Trecho da página:
Prévias
Manoel Carlos Karam (1947 – 2017) foi um escritor brasileiro nascido em Rio do Sul, Santa Catarina, que passou a maior parte de sua vida adulta em Curitiba. Alhures do Sul é um duplo curitibano de invenção do autor. Seus três romances mais conhecidos – Fontes murmurantes, O impostor no baile de máscaras e Cebola – compõem o que veio a se chamar Trilogia de Alhures do Sul.
Hilda Machado (1952 – 2007) foi uma cineasta, pesquisadora, professora e poeta brasileira. Praticamente inédita em vida, seus poemas foram recolhidos no volume póstumo Nuvens, há pouco editado pela 34.

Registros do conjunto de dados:
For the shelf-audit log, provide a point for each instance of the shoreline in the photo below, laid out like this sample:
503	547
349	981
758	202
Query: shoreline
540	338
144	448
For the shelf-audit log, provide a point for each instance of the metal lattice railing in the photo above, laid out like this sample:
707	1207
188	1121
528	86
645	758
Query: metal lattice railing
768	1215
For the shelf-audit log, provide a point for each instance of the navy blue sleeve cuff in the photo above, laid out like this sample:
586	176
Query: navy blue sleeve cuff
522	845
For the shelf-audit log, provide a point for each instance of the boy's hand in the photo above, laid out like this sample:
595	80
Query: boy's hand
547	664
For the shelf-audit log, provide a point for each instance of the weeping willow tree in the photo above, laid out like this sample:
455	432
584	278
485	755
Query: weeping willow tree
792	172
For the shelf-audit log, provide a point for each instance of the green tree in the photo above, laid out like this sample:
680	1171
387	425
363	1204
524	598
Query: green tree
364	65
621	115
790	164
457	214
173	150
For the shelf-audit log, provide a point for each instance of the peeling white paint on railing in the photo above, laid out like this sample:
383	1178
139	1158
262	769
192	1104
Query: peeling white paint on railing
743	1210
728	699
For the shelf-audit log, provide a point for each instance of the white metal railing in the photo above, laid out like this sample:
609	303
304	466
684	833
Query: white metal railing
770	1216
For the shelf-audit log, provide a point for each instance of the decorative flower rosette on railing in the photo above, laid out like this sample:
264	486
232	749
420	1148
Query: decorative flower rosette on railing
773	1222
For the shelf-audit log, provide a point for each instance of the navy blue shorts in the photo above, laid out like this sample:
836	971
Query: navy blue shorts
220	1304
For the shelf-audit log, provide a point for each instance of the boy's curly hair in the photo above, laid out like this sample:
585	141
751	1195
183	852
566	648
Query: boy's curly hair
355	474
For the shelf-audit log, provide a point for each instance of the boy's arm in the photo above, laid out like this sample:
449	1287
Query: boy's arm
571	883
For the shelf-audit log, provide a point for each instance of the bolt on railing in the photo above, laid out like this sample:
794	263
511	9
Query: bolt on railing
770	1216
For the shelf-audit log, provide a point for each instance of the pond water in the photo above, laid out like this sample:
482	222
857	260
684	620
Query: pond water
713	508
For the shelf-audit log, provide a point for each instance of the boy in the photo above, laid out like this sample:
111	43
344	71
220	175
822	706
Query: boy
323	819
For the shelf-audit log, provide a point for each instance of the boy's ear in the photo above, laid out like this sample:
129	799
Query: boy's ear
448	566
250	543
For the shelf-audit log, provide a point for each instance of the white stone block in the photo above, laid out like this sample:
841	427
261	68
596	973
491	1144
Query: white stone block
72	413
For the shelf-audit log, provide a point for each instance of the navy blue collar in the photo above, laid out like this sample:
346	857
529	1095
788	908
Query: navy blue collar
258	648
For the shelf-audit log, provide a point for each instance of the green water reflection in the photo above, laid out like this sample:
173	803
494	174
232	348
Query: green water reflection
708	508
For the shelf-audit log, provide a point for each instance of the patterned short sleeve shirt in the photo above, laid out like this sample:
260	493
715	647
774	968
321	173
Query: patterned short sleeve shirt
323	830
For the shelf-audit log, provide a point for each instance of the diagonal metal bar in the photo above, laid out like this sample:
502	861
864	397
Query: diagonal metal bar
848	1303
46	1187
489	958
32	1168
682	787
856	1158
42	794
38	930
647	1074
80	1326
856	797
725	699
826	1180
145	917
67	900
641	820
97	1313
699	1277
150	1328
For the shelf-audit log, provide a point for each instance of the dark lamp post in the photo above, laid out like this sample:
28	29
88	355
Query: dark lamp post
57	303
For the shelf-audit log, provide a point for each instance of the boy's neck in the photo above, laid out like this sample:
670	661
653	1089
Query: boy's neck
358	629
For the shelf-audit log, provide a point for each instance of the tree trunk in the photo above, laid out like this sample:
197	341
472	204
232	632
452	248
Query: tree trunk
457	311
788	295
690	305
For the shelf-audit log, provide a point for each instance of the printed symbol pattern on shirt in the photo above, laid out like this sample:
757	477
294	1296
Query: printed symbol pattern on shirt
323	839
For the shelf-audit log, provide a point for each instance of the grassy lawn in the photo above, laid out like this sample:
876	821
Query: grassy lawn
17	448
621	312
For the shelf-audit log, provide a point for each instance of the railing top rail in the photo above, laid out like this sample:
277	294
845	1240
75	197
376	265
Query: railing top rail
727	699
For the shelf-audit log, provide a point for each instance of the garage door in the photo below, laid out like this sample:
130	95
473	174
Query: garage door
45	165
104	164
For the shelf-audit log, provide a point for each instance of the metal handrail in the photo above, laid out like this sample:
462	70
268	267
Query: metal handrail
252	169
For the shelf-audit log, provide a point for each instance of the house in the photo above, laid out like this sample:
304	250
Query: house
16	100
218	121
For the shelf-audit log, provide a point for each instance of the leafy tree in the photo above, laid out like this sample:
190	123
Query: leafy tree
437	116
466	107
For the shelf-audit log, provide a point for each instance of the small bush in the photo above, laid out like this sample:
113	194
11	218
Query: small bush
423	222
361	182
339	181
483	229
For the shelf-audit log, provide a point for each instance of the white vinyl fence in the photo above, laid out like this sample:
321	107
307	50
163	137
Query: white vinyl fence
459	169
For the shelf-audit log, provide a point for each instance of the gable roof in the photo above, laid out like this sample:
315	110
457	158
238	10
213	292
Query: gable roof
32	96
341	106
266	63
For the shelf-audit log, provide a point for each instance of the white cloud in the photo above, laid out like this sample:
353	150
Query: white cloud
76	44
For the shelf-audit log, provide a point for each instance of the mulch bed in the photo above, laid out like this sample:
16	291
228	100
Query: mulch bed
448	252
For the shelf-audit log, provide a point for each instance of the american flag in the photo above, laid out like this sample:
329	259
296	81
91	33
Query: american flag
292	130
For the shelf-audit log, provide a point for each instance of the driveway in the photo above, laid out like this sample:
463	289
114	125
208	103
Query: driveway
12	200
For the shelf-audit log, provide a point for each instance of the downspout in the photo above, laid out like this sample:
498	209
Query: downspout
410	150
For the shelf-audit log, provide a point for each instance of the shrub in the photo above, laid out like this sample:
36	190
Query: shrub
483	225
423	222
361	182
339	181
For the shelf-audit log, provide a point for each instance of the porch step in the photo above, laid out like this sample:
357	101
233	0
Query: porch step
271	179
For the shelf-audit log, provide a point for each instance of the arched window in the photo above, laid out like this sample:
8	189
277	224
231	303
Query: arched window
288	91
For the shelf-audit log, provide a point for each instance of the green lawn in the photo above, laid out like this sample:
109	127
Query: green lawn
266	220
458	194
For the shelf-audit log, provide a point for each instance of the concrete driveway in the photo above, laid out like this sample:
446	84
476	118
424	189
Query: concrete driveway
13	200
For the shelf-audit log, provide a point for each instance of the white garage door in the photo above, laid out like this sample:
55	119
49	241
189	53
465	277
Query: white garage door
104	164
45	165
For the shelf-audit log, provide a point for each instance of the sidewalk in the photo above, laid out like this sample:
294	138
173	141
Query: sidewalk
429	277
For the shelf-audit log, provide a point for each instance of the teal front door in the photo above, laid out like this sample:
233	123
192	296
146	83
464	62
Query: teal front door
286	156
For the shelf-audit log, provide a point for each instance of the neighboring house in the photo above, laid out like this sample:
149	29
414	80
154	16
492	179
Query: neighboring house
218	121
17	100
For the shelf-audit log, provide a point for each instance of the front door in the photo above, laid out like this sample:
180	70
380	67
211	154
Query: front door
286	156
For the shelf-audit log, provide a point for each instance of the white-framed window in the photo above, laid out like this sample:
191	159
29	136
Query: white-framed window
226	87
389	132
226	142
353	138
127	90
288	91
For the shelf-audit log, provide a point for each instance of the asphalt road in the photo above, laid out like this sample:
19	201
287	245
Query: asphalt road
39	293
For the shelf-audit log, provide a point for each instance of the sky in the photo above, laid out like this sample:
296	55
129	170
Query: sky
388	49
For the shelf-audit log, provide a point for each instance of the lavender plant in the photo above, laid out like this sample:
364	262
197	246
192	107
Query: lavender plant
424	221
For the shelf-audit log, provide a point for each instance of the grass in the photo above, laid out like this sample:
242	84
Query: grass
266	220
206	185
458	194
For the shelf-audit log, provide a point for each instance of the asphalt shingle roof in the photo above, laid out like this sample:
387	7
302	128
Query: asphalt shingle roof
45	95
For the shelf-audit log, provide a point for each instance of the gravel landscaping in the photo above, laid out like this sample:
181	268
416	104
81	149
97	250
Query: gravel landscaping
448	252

Suas tarefas:
a – No trecho sobre os dois escritores, reproduza o texto de "Hilda Machado (1952" a "editado pela 34.", substituindo "cineasta" por "diretora de cinema".
b – Segundo o trecho sobre os dois escritores, em que cidade Manoel Carlos Karam passou a maior parte de sua vida adulta?
Os dados não serão usados.

Em resposta:
a –
Hilda Machado (1952 – 2007) foi uma diretora de cinema, pesquisadora, professora e poeta brasileira. Praticamente inédita em vida, seus poemas foram recolhidos no volume póstumo Nuvens, há pouco editado pela 34.

b – Em Curitiba.